#### [What you have to do]
Reproduce each line below without any alteration.
━━━━━ Given records ━━━━━
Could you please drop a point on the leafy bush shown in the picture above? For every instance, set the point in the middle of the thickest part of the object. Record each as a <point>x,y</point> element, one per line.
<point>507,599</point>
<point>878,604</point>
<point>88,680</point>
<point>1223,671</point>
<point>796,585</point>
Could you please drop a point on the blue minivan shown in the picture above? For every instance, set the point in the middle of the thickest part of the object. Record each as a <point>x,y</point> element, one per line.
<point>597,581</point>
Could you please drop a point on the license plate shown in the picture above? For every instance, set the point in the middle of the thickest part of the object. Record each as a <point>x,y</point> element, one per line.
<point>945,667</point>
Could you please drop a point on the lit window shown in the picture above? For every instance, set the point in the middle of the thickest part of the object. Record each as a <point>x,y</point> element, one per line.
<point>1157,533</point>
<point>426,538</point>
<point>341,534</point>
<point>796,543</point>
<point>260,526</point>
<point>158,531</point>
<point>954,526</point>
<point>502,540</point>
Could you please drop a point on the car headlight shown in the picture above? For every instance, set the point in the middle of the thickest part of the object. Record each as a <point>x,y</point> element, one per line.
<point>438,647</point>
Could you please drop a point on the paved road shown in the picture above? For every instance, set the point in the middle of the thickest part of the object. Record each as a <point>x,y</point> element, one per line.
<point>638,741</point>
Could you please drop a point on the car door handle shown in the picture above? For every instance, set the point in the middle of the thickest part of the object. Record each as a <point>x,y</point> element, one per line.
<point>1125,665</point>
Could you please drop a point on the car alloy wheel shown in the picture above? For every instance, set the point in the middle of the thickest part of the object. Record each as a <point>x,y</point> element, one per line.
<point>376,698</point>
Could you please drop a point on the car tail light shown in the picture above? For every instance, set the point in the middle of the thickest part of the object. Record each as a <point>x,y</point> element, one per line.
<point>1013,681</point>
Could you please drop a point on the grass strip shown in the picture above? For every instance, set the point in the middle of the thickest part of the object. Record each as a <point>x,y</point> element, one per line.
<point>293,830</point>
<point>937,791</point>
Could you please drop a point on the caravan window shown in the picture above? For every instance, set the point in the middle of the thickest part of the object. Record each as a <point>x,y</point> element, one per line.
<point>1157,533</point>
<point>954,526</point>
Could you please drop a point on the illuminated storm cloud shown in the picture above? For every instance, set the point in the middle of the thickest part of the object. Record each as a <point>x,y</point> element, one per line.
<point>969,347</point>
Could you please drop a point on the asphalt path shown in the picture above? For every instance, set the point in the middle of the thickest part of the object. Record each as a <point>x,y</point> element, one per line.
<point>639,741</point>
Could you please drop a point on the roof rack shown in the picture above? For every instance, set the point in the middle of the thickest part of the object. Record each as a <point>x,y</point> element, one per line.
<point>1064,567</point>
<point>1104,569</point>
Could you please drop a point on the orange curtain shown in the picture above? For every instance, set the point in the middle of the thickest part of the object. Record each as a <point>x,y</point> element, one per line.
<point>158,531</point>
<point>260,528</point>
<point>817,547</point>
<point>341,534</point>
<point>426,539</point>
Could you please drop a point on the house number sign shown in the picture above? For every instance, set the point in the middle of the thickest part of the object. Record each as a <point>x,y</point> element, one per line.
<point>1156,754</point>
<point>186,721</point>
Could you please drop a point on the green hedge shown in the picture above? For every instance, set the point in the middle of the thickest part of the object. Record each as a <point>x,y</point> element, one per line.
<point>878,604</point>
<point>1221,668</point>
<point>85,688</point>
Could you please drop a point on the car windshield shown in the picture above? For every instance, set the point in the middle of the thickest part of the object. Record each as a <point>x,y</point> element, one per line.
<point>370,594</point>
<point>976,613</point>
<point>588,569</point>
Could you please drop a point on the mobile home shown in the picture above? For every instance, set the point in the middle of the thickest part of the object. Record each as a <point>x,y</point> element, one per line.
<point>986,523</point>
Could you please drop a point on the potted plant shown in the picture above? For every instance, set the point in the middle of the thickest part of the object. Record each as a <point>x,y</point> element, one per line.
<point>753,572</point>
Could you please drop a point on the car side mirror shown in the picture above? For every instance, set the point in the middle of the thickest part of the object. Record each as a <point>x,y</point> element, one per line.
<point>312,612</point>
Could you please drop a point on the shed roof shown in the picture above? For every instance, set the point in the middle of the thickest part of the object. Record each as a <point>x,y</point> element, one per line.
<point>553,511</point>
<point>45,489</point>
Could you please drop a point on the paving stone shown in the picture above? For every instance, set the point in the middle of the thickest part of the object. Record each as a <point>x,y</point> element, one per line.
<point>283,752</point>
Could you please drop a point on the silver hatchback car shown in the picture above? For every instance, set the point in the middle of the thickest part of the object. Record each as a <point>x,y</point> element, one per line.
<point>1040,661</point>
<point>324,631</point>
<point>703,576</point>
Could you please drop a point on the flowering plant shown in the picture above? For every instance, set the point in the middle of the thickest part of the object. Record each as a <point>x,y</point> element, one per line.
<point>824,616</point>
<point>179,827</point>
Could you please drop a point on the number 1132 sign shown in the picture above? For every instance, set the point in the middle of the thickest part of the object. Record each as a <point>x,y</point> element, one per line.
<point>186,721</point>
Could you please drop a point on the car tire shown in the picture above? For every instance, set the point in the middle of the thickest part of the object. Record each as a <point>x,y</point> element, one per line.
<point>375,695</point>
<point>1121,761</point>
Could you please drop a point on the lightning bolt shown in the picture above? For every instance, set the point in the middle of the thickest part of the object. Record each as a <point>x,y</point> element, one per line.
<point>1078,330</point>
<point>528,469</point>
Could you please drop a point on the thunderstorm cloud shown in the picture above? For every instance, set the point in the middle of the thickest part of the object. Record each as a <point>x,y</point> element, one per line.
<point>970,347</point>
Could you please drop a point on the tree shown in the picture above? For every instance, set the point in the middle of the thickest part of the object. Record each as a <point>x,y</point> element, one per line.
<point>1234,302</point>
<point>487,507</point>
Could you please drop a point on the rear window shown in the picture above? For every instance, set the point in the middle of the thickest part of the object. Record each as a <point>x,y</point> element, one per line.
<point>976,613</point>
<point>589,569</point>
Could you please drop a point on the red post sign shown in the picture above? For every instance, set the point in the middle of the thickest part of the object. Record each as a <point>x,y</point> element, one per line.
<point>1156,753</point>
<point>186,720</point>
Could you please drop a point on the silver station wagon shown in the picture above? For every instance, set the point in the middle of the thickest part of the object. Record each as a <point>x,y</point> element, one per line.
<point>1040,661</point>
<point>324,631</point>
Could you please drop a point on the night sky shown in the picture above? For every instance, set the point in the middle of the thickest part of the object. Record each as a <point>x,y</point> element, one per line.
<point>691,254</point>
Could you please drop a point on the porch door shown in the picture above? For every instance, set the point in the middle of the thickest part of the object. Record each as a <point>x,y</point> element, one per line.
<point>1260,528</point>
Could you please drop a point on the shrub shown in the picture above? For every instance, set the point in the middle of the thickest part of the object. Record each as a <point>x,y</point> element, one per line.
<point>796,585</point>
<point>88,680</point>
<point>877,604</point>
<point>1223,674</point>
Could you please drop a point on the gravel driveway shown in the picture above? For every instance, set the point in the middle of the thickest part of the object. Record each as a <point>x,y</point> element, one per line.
━━━━━
#### [Your response]
Could you please drop a point on the leafy bush shown in the picture above? For every instance, set the point in the middle of the thickest part of the object. Record each as a <point>x,y</point> element, one per line.
<point>507,599</point>
<point>878,604</point>
<point>88,680</point>
<point>1223,671</point>
<point>796,585</point>
Could you please drop a point on the blue minivan shown in the picture above? For every instance, set the point in the middle of the thickest part of the object. Record each as a <point>x,y</point> element, one per line.
<point>597,581</point>
Could you please drop a point on the license plate shown in the picture above? For every instance, set the point in the middle of the thickest part of the object. Record each as a <point>x,y</point> element, one per line.
<point>945,667</point>
Could you please drop a point on the lit window shown in the picture above? For every instance, set the point in the middle of the thickest part of the object. Record each as a <point>x,y</point> element, one per line.
<point>1157,533</point>
<point>426,538</point>
<point>341,534</point>
<point>796,543</point>
<point>260,526</point>
<point>158,531</point>
<point>954,526</point>
<point>502,540</point>
Could you please drop a point on the car headlight shown in the picture above? For every instance, set the point in the middle of the thickest part of the object. Record each as a <point>x,y</point> element, one per line.
<point>438,647</point>
Could you please drop a point on the paved road shown in the picture above? For every instance, set the point in the middle of the thickest part of the object. Record each as a <point>x,y</point> element, one per line.
<point>638,741</point>
Could you please drop a point on the car door handle shown in the picture above? For every instance, set the point in the middle of the thickest part of the object. Record each as a <point>x,y</point> element, one per line.
<point>1125,665</point>
Could you please drop a point on the car alloy wheel shown in the picture above? For every instance, set the point in the middle of the thickest part of the object. Record each as a <point>x,y</point> element, one per line.
<point>376,698</point>
Could you please drop a point on the car tail light shown in the picture above? For every instance, set the point in the middle of the thickest part of the object. Record each as a <point>x,y</point> element, one per line.
<point>1013,681</point>
Could you please drop a point on the grass strip shown in the picture above? For every instance, set the point in the middle of the thickest part of the object. Record each as a <point>x,y</point> element, one per line.
<point>293,830</point>
<point>937,791</point>
Could you please drop a point on the caravan window shown in the picture above? For every instance, set the point in the middle of the thickest part of the object. Record each as a <point>x,y</point> element, one per line.
<point>1157,533</point>
<point>954,526</point>
Could you please drop a point on the illuminated storm cloud shown in the picture above? For every instance, set the point in the middle of the thickest part of the object. Record each as a <point>x,y</point> element, one per line.
<point>969,347</point>
Could you please drop a point on the asphalt path shown in the picture above? For every instance, set the point in the middle of the thickest part of the object. Record each as a <point>x,y</point> element, one per line.
<point>639,741</point>
Could you please drop a point on the roof rack shown in the picture above? For every instance, set the point in the middle of the thickest part of the object. Record each as a <point>x,y</point> element, one per line.
<point>1064,567</point>
<point>1104,569</point>
Could you please drop a point on the orange curtain shown in the picture above? For every instance, set the point in the middle of the thickest part of the object. Record each as a <point>x,y</point> element, one per line.
<point>158,531</point>
<point>260,528</point>
<point>817,547</point>
<point>341,534</point>
<point>426,539</point>
Could you please drop a point on the house number sign shown in the picture above? For every instance, set the point in the middle of the thickest part of the object. Record each as a <point>x,y</point> element, one per line.
<point>1156,754</point>
<point>186,721</point>
Could you please drop a point on the green hedge shown in the picture above? For every instance, set the point in the middle of the thickest part of the object. Record each as a <point>x,y</point> element, one per line.
<point>878,604</point>
<point>1221,668</point>
<point>85,688</point>
Could you please drop a point on the car windshield shown in the picture above? For every instance, set the point in the middle of the thickest part of the object. Record each as a <point>x,y</point> element, one per line.
<point>370,594</point>
<point>976,613</point>
<point>588,569</point>
Could you please drop a point on the mobile home shown in the picture above? For every instance, set the point in the middle of the thickest part of the object. Record each as a <point>x,y</point> element, one per line.
<point>986,523</point>
Could you please drop a point on the potted plant shown in the picture above? For every instance, set the point in the middle of the thickest part of the object. Record each as a <point>x,y</point> element, one per line.
<point>753,572</point>
Could you please drop a point on the car side mirror shown in the picture above? For every instance, set the point in the middle of the thickest part of the object. Record each as a <point>x,y</point> element, one per line.
<point>312,612</point>
Could you please drop a point on the shed roof shown in the picture above? For every instance, set the point in the middle of the thickest part of the object. Record each as a <point>x,y</point> element, one per line.
<point>553,511</point>
<point>45,489</point>
Could you please drop a point on the paving stone shown in the picture above? For every instance, set the point in the middle of the thickest part of the object. Record each as a <point>x,y</point> element, one per line.
<point>283,752</point>
Could you please drop a point on the silver hatchback car shown in the picture above? For every instance, set the point in the middle of the thickest part of the object. Record each as a <point>x,y</point> element, one per line.
<point>1040,661</point>
<point>324,631</point>
<point>703,576</point>
Could you please drop a point on the flowering plant shown in the picture above? For every instance, set the point in the middle of the thickest part of the object. Record each as a <point>x,y</point> element, one per line.
<point>824,616</point>
<point>179,827</point>
Could you please drop a point on the number 1132 sign shown in the picture above? For every instance, set the point in the middle of the thickest part of the object. Record each as a <point>x,y</point> element, one per line.
<point>186,721</point>
Could you please drop a point on the car tire shown in the picture above? For every instance, set the point in the middle of the thickest part of the object. Record each as a <point>x,y</point> element, one per line.
<point>375,695</point>
<point>1121,761</point>
Could you please drop a point on the lightning bolt shown in the picture above? For every instance, set the point in the middle of the thickest part of the object. Record each as a <point>x,y</point> element, one per line.
<point>1078,330</point>
<point>528,469</point>
Could you please drop a point on the thunderstorm cloud shown in the picture above? For every instance, set the point in the middle of the thickest part of the object. Record each as a <point>x,y</point> element, one per line.
<point>970,347</point>
Could you please drop a point on the tree shown in the picture above? For every instance, set the point in the middle of the thickest part of the object. Record each as a <point>x,y</point> element, one per line.
<point>1234,302</point>
<point>487,507</point>
Could you please drop a point on the rear window shown in the picture above? For every instance, set the point in the middle of the thickest part of the object. Record each as a <point>x,y</point> element, one per line.
<point>976,613</point>
<point>589,569</point>
Could you please drop a point on the red post sign shown in the picture above? For every instance, set the point in the middle of the thickest part of the object. Record each as a <point>x,y</point> element, one per line.
<point>1156,753</point>
<point>186,720</point>
Could you please drop a point on the silver station wagon shown in the picture above? For every instance, set the point in the middle of the thickest part of the object. Record each as a <point>x,y</point> element, one per line.
<point>1040,661</point>
<point>324,631</point>
Could you please drop a point on the night sky shown in the picture above? For every instance, set the point in the middle of the thickest part of the object. Record each as a <point>x,y</point> element, one per line.
<point>691,254</point>
Could you please drop a point on the porch door shown in the picture above? For every instance, set the point in the middle of the thickest part of the object. Record each as a <point>x,y</point> element, one per line.
<point>1260,528</point>
Could you please drop a point on the shrub shown in the picture above? For every instance, set the point in the middle of the thickest part of the object. Record each as a <point>x,y</point> element, one per line.
<point>796,585</point>
<point>88,680</point>
<point>877,604</point>
<point>1223,674</point>
Could you please drop a point on the gravel driveway shown in the picture above? For every instance, set the point in the middle of the thickest part of the object. Record each as a <point>x,y</point> element, one per line.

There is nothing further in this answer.